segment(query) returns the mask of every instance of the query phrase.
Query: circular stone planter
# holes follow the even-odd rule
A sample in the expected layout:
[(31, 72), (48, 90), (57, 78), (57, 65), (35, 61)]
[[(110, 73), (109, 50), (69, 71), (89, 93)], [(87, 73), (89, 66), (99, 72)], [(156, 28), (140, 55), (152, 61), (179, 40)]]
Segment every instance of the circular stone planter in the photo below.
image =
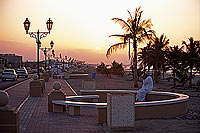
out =
[[(133, 90), (81, 90), (81, 95), (99, 95), (107, 102), (107, 93), (134, 93)], [(145, 102), (135, 103), (136, 119), (170, 118), (187, 113), (189, 96), (179, 93), (151, 91)]]

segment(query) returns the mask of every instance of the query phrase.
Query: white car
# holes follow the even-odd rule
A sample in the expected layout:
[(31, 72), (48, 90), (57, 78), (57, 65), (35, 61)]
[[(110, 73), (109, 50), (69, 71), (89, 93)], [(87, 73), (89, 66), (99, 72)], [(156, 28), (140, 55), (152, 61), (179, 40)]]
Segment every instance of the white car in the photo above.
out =
[(28, 77), (28, 72), (27, 72), (26, 68), (19, 68), (17, 70), (17, 75), (18, 75), (18, 77), (25, 77), (25, 78), (27, 78)]
[(17, 80), (17, 73), (15, 69), (5, 69), (2, 73), (2, 81), (6, 79)]

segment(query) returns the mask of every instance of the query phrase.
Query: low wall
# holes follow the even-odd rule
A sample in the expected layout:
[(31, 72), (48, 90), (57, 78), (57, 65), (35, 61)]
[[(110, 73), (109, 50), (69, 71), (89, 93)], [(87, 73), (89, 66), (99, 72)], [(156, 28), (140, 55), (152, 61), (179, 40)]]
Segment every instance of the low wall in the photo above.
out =
[[(107, 93), (134, 93), (132, 90), (81, 90), (81, 95), (99, 95), (99, 102), (107, 102)], [(136, 119), (170, 118), (187, 113), (189, 96), (171, 92), (152, 91), (145, 102), (135, 103)], [(105, 108), (106, 109), (106, 108)]]

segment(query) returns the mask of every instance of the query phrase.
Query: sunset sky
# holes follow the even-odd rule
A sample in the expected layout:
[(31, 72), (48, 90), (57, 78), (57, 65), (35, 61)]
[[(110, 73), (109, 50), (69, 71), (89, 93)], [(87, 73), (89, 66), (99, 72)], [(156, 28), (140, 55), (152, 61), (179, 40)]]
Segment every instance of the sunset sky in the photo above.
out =
[(109, 59), (105, 54), (119, 42), (109, 35), (124, 33), (111, 19), (127, 20), (127, 10), (134, 13), (138, 6), (144, 11), (142, 19), (150, 18), (157, 36), (165, 33), (170, 45), (181, 45), (189, 37), (200, 40), (200, 0), (0, 0), (0, 53), (22, 55), (24, 61), (36, 60), (35, 39), (25, 34), (23, 22), (29, 18), (29, 31), (47, 31), (50, 17), (53, 29), (41, 40), (42, 47), (49, 47), (53, 40), (56, 55), (62, 53), (88, 63), (115, 59), (129, 64), (127, 49)]

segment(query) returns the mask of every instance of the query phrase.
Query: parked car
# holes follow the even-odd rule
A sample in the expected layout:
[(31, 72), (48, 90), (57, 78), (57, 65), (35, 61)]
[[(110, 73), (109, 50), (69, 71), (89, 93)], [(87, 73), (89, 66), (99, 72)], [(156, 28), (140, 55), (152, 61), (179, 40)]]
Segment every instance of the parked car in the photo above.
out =
[(27, 78), (28, 77), (28, 71), (26, 70), (26, 68), (18, 68), (17, 69), (17, 75), (18, 77), (25, 77)]
[(13, 80), (17, 80), (17, 73), (15, 71), (15, 69), (5, 69), (2, 72), (2, 81), (6, 80), (6, 79), (13, 79)]

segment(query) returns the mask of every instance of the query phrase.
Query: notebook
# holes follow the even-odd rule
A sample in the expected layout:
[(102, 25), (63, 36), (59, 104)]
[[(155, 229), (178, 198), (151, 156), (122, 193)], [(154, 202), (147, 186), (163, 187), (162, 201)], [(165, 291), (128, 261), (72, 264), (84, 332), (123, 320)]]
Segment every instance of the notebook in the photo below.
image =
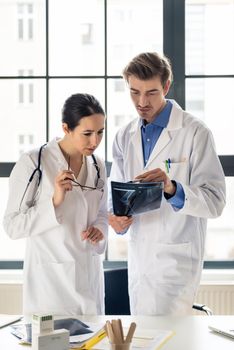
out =
[(231, 337), (234, 339), (234, 324), (233, 327), (226, 327), (224, 325), (209, 325), (210, 330), (220, 333), (222, 335), (226, 335), (227, 337)]
[(0, 328), (6, 327), (9, 324), (20, 321), (22, 316), (0, 314)]

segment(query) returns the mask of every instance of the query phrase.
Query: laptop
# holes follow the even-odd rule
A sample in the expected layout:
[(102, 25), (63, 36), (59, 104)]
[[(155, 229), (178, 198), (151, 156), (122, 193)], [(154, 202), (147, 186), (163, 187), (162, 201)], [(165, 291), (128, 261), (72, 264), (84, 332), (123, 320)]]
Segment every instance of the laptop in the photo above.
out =
[(209, 325), (208, 328), (214, 332), (234, 339), (234, 325), (232, 328), (223, 325)]
[(0, 328), (6, 327), (9, 324), (20, 321), (21, 319), (22, 319), (22, 316), (19, 316), (19, 315), (0, 314)]

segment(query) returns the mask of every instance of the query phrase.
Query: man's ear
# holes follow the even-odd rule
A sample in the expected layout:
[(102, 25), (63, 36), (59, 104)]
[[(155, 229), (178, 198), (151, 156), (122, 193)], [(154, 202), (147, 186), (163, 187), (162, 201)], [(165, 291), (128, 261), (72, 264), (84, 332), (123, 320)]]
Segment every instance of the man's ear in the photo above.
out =
[(167, 93), (168, 93), (168, 91), (170, 89), (170, 86), (171, 86), (171, 81), (168, 79), (166, 84), (165, 84), (165, 86), (164, 86), (164, 88), (163, 88), (164, 96), (167, 95)]
[(69, 129), (67, 123), (62, 123), (62, 128), (63, 128), (63, 132), (65, 135), (70, 133), (70, 129)]

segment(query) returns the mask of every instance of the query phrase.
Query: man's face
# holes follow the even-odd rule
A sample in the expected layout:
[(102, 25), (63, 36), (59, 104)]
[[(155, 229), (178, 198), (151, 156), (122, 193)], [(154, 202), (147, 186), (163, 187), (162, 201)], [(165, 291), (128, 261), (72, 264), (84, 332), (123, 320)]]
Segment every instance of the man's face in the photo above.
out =
[(132, 101), (140, 117), (151, 123), (166, 104), (165, 96), (168, 93), (170, 81), (168, 80), (163, 87), (160, 77), (140, 80), (130, 75), (128, 85)]

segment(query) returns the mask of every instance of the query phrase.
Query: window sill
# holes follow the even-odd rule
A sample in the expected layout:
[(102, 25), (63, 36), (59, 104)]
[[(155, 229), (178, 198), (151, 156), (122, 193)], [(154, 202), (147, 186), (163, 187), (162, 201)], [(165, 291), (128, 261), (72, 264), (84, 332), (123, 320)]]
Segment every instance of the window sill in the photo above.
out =
[[(22, 270), (0, 270), (0, 284), (22, 284)], [(203, 270), (201, 285), (234, 285), (234, 270)]]

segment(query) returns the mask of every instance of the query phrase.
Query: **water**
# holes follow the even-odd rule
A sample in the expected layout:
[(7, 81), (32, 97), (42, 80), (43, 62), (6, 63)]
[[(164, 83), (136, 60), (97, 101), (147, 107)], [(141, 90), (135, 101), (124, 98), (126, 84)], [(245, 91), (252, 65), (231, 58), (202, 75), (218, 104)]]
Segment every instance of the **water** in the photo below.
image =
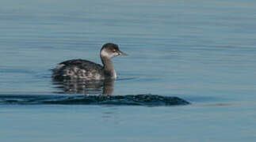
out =
[(2, 1), (2, 98), (84, 96), (65, 92), (49, 69), (71, 58), (100, 63), (101, 47), (113, 42), (130, 56), (113, 59), (112, 96), (176, 96), (190, 104), (2, 103), (1, 140), (255, 141), (255, 4)]

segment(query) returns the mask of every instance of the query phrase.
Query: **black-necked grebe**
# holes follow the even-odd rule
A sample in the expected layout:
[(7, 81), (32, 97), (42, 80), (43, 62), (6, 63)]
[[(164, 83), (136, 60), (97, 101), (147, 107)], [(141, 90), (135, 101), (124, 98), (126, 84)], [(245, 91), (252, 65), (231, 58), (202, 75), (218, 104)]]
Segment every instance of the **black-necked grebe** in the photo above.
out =
[(120, 51), (114, 43), (105, 43), (101, 50), (103, 66), (94, 62), (75, 59), (61, 62), (52, 69), (52, 77), (57, 80), (83, 79), (86, 80), (116, 79), (117, 73), (111, 58), (119, 55), (128, 55)]

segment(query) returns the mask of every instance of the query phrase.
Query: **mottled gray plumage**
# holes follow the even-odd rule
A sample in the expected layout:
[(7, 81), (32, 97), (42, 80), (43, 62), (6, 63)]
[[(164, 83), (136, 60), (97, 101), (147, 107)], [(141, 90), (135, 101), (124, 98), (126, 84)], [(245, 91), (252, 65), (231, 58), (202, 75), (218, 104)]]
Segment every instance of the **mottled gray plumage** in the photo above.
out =
[(59, 63), (52, 69), (52, 77), (57, 80), (87, 80), (116, 79), (117, 74), (111, 58), (118, 55), (127, 55), (127, 54), (119, 50), (117, 44), (106, 43), (103, 45), (100, 54), (103, 66), (87, 60), (68, 60)]

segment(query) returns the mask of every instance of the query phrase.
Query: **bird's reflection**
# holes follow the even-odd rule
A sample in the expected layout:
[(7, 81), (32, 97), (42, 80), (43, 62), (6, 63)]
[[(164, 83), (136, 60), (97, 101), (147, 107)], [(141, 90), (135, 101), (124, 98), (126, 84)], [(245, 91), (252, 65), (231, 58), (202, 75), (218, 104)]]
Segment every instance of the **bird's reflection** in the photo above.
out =
[(111, 95), (114, 90), (115, 80), (53, 80), (54, 88), (61, 91), (63, 94), (85, 94), (85, 95)]

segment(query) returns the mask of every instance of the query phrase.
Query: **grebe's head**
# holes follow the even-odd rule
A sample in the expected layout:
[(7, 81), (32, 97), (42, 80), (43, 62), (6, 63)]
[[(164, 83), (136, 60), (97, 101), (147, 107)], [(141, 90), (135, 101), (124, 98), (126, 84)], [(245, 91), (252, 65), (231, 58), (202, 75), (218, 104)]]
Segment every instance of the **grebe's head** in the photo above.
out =
[(114, 43), (105, 43), (101, 50), (101, 57), (112, 58), (119, 55), (128, 55), (128, 54), (119, 50), (118, 45)]

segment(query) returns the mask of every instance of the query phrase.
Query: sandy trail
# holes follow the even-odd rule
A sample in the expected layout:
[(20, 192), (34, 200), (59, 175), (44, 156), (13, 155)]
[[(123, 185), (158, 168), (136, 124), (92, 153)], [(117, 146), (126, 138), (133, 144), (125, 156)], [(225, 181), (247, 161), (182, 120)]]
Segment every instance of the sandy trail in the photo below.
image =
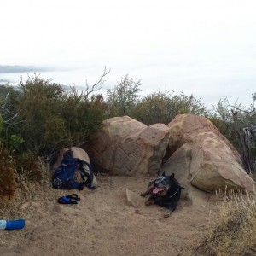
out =
[[(91, 191), (55, 190), (48, 198), (23, 204), (26, 221), (20, 230), (0, 232), (1, 255), (190, 255), (207, 230), (212, 202), (191, 205), (182, 199), (169, 218), (165, 209), (138, 208), (125, 191), (139, 195), (149, 178), (97, 176)], [(63, 195), (77, 193), (78, 205), (60, 205)]]

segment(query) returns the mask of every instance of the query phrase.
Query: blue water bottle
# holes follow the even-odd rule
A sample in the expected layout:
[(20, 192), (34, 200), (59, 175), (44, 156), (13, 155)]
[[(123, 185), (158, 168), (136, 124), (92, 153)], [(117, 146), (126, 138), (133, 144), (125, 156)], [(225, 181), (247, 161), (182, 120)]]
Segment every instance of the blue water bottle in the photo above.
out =
[(25, 220), (22, 218), (15, 220), (0, 220), (0, 230), (20, 230), (25, 227)]

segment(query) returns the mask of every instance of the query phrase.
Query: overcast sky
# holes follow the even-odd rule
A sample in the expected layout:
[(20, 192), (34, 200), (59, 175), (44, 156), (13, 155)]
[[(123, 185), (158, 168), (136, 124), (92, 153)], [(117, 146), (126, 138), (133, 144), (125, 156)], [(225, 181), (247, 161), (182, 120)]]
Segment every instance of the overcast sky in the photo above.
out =
[[(143, 94), (251, 102), (256, 92), (255, 0), (2, 0), (0, 83), (36, 72), (105, 89), (142, 79)], [(102, 93), (104, 93), (102, 91)]]

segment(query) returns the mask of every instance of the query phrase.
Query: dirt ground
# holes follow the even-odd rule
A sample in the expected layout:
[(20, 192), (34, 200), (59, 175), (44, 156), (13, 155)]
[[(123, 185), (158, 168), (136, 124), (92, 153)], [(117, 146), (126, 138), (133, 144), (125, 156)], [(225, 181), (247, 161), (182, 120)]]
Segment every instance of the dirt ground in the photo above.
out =
[[(191, 255), (207, 231), (212, 202), (196, 206), (181, 199), (170, 218), (139, 196), (150, 178), (97, 176), (95, 190), (55, 190), (20, 205), (26, 219), (20, 230), (0, 230), (1, 255)], [(137, 195), (137, 207), (127, 203), (126, 189)], [(57, 199), (77, 193), (77, 205)]]

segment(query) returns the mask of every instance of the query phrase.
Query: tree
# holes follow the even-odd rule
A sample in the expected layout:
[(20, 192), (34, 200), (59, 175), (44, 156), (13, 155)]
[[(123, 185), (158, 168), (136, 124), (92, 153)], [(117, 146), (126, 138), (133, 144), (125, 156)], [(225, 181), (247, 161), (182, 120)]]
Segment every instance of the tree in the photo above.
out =
[(131, 115), (141, 91), (141, 80), (134, 81), (128, 74), (113, 89), (107, 90), (107, 103), (110, 117)]

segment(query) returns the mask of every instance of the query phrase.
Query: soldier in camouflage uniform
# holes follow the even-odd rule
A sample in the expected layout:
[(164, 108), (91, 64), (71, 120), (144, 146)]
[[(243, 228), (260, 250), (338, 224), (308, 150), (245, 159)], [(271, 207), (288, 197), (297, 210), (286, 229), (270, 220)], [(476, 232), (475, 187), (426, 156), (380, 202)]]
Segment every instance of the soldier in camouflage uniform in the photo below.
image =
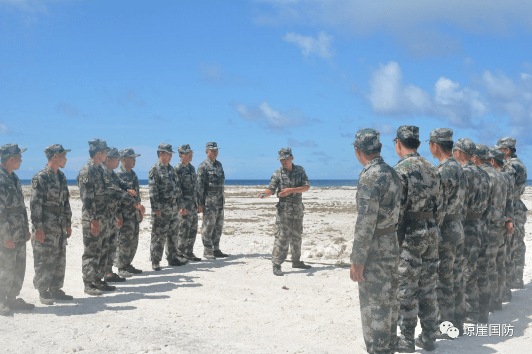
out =
[(525, 224), (527, 222), (527, 209), (525, 203), (521, 200), (521, 196), (525, 192), (527, 184), (527, 168), (525, 164), (516, 154), (516, 140), (513, 138), (501, 138), (497, 141), (499, 149), (504, 153), (504, 165), (503, 170), (511, 176), (514, 181), (515, 189), (513, 191), (513, 216), (515, 233), (514, 243), (516, 248), (514, 254), (511, 257), (514, 260), (514, 280), (513, 289), (523, 288), (523, 269), (525, 267)]
[(142, 214), (145, 211), (144, 207), (135, 201), (137, 192), (129, 189), (128, 184), (122, 183), (113, 171), (118, 167), (119, 158), (118, 149), (110, 148), (107, 153), (105, 162), (98, 167), (103, 175), (105, 194), (108, 197), (107, 207), (111, 212), (109, 219), (109, 251), (107, 253), (105, 275), (104, 276), (104, 280), (110, 282), (126, 281), (124, 277), (113, 272), (113, 263), (117, 256), (119, 230), (123, 222), (122, 213), (126, 210), (131, 213), (135, 209), (139, 210)]
[(436, 286), (438, 243), (436, 220), (443, 213), (442, 186), (434, 166), (419, 156), (419, 128), (402, 125), (397, 131), (395, 151), (401, 157), (394, 167), (403, 181), (401, 214), (397, 229), (399, 261), (399, 318), (397, 350), (413, 351), (418, 308), (422, 332), (415, 344), (427, 351), (435, 348), (438, 301)]
[[(488, 229), (483, 214), (489, 200), (488, 174), (471, 161), (475, 143), (467, 138), (458, 139), (453, 147), (453, 154), (462, 166), (467, 179), (464, 207), (460, 218), (464, 226), (464, 281), (466, 283), (466, 322), (476, 323), (487, 321), (487, 314), (479, 316), (479, 289), (477, 262), (483, 242), (487, 242)], [(483, 322), (485, 323), (485, 322)]]
[(157, 155), (159, 159), (148, 174), (149, 203), (152, 206), (152, 240), (149, 247), (152, 269), (160, 271), (166, 243), (166, 258), (169, 266), (181, 266), (187, 263), (177, 254), (178, 213), (187, 213), (183, 195), (177, 186), (173, 168), (170, 165), (172, 154), (170, 144), (159, 144)]
[(181, 161), (174, 167), (178, 188), (183, 193), (187, 214), (179, 215), (177, 237), (177, 253), (188, 260), (198, 262), (201, 258), (194, 254), (194, 242), (198, 232), (198, 189), (196, 169), (190, 162), (194, 153), (188, 144), (177, 149)]
[(205, 145), (207, 158), (198, 166), (198, 212), (203, 213), (201, 238), (203, 257), (213, 259), (229, 257), (220, 250), (220, 239), (223, 229), (223, 186), (226, 175), (222, 164), (216, 159), (218, 146), (211, 141)]
[(84, 252), (81, 269), (84, 291), (92, 296), (116, 290), (115, 286), (102, 280), (109, 248), (110, 212), (106, 200), (103, 175), (98, 166), (105, 161), (109, 149), (105, 140), (89, 140), (90, 158), (81, 167), (76, 178), (82, 206)]
[(355, 154), (362, 166), (356, 186), (358, 216), (350, 276), (359, 283), (362, 333), (370, 354), (395, 352), (399, 245), (396, 229), (401, 178), (380, 157), (379, 132), (356, 132)]
[[(443, 218), (438, 220), (442, 240), (438, 245), (438, 283), (436, 294), (439, 309), (438, 323), (450, 321), (463, 326), (466, 310), (463, 282), (464, 229), (460, 214), (465, 198), (466, 179), (460, 164), (453, 156), (453, 131), (439, 128), (430, 132), (429, 148), (439, 160), (436, 167), (442, 179)], [(451, 339), (438, 329), (436, 337)]]
[(48, 163), (31, 179), (31, 239), (35, 276), (34, 286), (44, 305), (55, 300), (73, 300), (61, 290), (66, 264), (66, 239), (72, 234), (72, 210), (66, 177), (59, 168), (66, 163), (66, 153), (54, 144), (44, 149)]
[(294, 165), (292, 161), (292, 149), (283, 148), (279, 150), (279, 157), (282, 167), (273, 172), (268, 189), (260, 194), (265, 198), (277, 192), (279, 203), (275, 220), (275, 242), (271, 252), (273, 274), (283, 275), (281, 264), (286, 259), (288, 247), (292, 252), (292, 268), (309, 269), (311, 266), (300, 259), (301, 257), (301, 234), (303, 233), (303, 214), (305, 206), (302, 203), (301, 193), (310, 188), (305, 168)]
[(20, 181), (13, 172), (22, 160), (17, 144), (0, 147), (0, 315), (35, 306), (16, 298), (26, 271), (26, 242), (31, 234)]
[[(140, 156), (135, 154), (133, 149), (121, 150), (120, 156), (122, 165), (117, 172), (117, 175), (120, 179), (120, 184), (135, 191), (135, 203), (139, 204), (140, 204), (140, 187), (137, 174), (132, 168), (136, 163), (136, 157)], [(130, 274), (142, 273), (142, 270), (134, 267), (131, 262), (137, 253), (140, 223), (142, 222), (143, 215), (138, 209), (124, 209), (122, 210), (122, 218), (123, 221), (119, 231), (115, 263), (118, 268), (118, 275), (127, 277)]]

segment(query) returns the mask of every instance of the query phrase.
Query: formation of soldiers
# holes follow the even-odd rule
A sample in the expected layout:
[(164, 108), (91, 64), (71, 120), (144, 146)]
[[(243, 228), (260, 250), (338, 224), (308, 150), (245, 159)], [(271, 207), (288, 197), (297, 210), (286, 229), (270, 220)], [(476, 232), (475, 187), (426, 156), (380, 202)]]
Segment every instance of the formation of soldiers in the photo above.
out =
[(393, 168), (380, 157), (376, 130), (359, 131), (352, 144), (364, 168), (350, 276), (360, 282), (370, 353), (434, 350), (436, 339), (454, 339), (439, 324), (462, 335), (464, 323), (487, 323), (523, 285), (527, 172), (516, 139), (489, 148), (434, 129), (426, 141), (435, 167), (417, 152), (417, 127), (400, 127), (394, 141)]

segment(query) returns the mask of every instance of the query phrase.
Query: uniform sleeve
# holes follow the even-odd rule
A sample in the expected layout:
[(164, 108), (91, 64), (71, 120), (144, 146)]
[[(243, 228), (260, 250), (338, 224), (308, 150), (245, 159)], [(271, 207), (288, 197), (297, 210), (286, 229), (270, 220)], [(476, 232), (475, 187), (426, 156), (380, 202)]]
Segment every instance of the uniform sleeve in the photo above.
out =
[(31, 224), (35, 230), (44, 230), (43, 226), (43, 204), (44, 196), (43, 180), (38, 175), (31, 179), (30, 195), (30, 211), (31, 212)]
[(380, 193), (370, 176), (361, 178), (356, 191), (358, 216), (355, 226), (355, 238), (351, 251), (351, 263), (365, 264), (373, 242), (379, 214)]

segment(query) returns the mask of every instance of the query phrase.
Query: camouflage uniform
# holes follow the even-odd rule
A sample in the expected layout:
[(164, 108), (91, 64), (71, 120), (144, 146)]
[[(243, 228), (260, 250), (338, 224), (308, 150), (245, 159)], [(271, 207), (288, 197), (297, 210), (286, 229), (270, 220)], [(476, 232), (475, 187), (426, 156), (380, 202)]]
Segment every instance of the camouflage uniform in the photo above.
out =
[[(500, 148), (515, 148), (516, 139), (512, 138), (501, 138), (497, 141)], [(514, 181), (515, 189), (513, 192), (513, 215), (515, 224), (515, 233), (513, 235), (515, 247), (513, 259), (514, 263), (514, 281), (513, 286), (517, 289), (523, 288), (523, 269), (525, 266), (525, 224), (527, 222), (527, 209), (525, 203), (521, 200), (521, 196), (525, 192), (527, 184), (527, 168), (517, 155), (512, 155), (506, 161), (503, 170), (511, 176)]]
[[(379, 132), (359, 131), (353, 143), (371, 150), (380, 146)], [(387, 353), (394, 344), (397, 320), (399, 245), (396, 229), (401, 181), (382, 157), (369, 162), (356, 186), (358, 216), (351, 251), (352, 264), (363, 265), (359, 283), (362, 333), (368, 353)]]
[[(292, 156), (290, 148), (279, 150), (279, 159)], [(273, 172), (268, 189), (277, 192), (279, 203), (276, 205), (277, 215), (275, 220), (275, 241), (271, 252), (271, 262), (280, 265), (288, 254), (290, 247), (292, 263), (298, 263), (301, 257), (301, 234), (303, 233), (303, 215), (305, 206), (302, 203), (301, 193), (292, 193), (286, 197), (279, 197), (279, 192), (285, 188), (310, 186), (305, 169), (292, 164), (292, 171), (281, 167)]]
[[(418, 140), (419, 129), (402, 125), (397, 135), (401, 139)], [(408, 343), (413, 341), (419, 311), (422, 335), (426, 341), (434, 338), (439, 326), (436, 286), (438, 242), (441, 238), (436, 220), (443, 212), (440, 178), (434, 166), (417, 152), (401, 157), (394, 169), (403, 182), (397, 229), (401, 245), (398, 298), (401, 339)]]
[[(188, 145), (181, 145), (178, 149), (180, 154), (192, 150)], [(177, 253), (180, 256), (194, 253), (196, 235), (198, 232), (198, 188), (196, 169), (192, 164), (185, 165), (182, 161), (174, 167), (177, 178), (178, 188), (183, 193), (187, 214), (179, 214), (177, 237), (179, 244)]]
[[(11, 156), (26, 150), (16, 144), (0, 147), (0, 156)], [(0, 303), (20, 293), (26, 271), (26, 241), (29, 232), (28, 213), (20, 181), (0, 166)], [(4, 241), (13, 240), (14, 248)]]
[[(111, 148), (107, 154), (107, 158), (119, 158), (118, 150), (117, 148)], [(105, 184), (105, 194), (107, 196), (107, 207), (111, 214), (109, 216), (109, 251), (107, 252), (107, 265), (105, 274), (113, 273), (113, 264), (117, 256), (117, 246), (118, 233), (120, 232), (117, 224), (118, 218), (122, 217), (123, 213), (126, 210), (132, 213), (136, 210), (135, 207), (135, 200), (133, 197), (128, 194), (128, 184), (122, 183), (118, 176), (105, 164), (102, 164), (98, 168), (103, 175), (103, 181)]]
[[(136, 157), (140, 156), (135, 154), (132, 149), (123, 149), (120, 150), (120, 158)], [(135, 203), (140, 203), (140, 187), (138, 178), (135, 171), (131, 172), (123, 166), (121, 166), (117, 172), (117, 175), (120, 180), (120, 184), (127, 186), (127, 189), (132, 189), (137, 192), (134, 197)], [(117, 268), (127, 268), (131, 265), (133, 258), (137, 253), (138, 246), (138, 234), (140, 223), (140, 212), (137, 209), (122, 210), (123, 221), (122, 227), (119, 231), (118, 240), (117, 242)]]
[[(172, 146), (159, 144), (157, 151), (171, 154)], [(179, 222), (178, 210), (184, 207), (183, 195), (178, 188), (173, 168), (169, 164), (165, 166), (157, 161), (148, 174), (149, 203), (152, 206), (152, 240), (149, 260), (160, 262), (166, 243), (166, 259), (169, 263), (177, 260), (177, 230)], [(154, 213), (159, 210), (158, 216)]]
[[(207, 142), (205, 148), (218, 149), (215, 142)], [(202, 241), (204, 254), (220, 251), (220, 239), (223, 229), (223, 186), (226, 175), (222, 164), (218, 159), (213, 162), (210, 158), (198, 166), (197, 187), (199, 206), (203, 207), (202, 222)]]
[[(453, 148), (471, 155), (475, 153), (475, 143), (467, 138), (458, 139)], [(461, 215), (465, 235), (463, 267), (468, 317), (466, 321), (476, 322), (479, 316), (477, 263), (481, 256), (482, 242), (487, 242), (488, 239), (487, 227), (483, 214), (488, 208), (491, 188), (488, 174), (472, 161), (464, 163), (462, 168), (467, 178), (464, 207)], [(485, 269), (484, 271), (485, 272)], [(481, 273), (481, 277), (483, 276)]]
[[(91, 150), (109, 149), (105, 140), (89, 141)], [(92, 159), (81, 167), (76, 178), (81, 199), (81, 226), (84, 252), (81, 257), (83, 281), (86, 286), (100, 280), (106, 267), (109, 241), (109, 215), (103, 175)], [(97, 221), (99, 233), (93, 234), (90, 223)]]
[[(49, 159), (55, 154), (71, 151), (59, 147), (61, 148), (54, 150), (52, 147), (48, 152), (45, 149), (46, 157)], [(72, 218), (69, 197), (66, 177), (59, 170), (55, 173), (47, 165), (31, 179), (30, 210), (35, 268), (33, 282), (39, 293), (49, 290), (54, 293), (63, 288), (69, 236), (66, 228), (70, 227)], [(44, 231), (42, 243), (35, 239), (37, 230)]]
[[(436, 142), (452, 141), (453, 131), (448, 128), (435, 129), (430, 132), (429, 140)], [(438, 245), (436, 294), (439, 323), (450, 321), (457, 328), (461, 328), (466, 298), (462, 268), (464, 229), (460, 215), (463, 207), (467, 181), (462, 167), (453, 156), (442, 161), (436, 170), (442, 180), (445, 209), (443, 219), (438, 221), (442, 239)]]

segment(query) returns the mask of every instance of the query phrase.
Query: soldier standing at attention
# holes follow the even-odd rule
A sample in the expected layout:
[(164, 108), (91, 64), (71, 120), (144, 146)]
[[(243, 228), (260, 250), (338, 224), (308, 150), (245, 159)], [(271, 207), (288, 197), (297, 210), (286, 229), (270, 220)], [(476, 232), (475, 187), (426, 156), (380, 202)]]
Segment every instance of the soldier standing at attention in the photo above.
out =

## GOAL
Rewrite the lines from the first line through the line holding "93), (151, 91)]]", inclusive, with "planter" changed to "fountain" and everything else unchanged. Leave the pictures out of your answer.

## RESULT OF THIS EXERCISE
segment(query) returns the mask of every instance of the query phrase.
Query: circular stone fountain
# holes follow the even-odd rule
A sample in the expected layout:
[(31, 72), (48, 90), (57, 78), (57, 65), (35, 61)]
[[(110, 73), (109, 50), (69, 71), (89, 93)], [(87, 73), (89, 66), (99, 72)], [(156, 28), (140, 55), (152, 61), (179, 40)]]
Segment every instance of the circular stone fountain in the photo below.
image =
out =
[[(133, 90), (81, 90), (81, 95), (99, 95), (107, 102), (107, 93), (134, 93)], [(145, 102), (135, 103), (136, 119), (170, 118), (187, 113), (189, 96), (179, 93), (151, 91)]]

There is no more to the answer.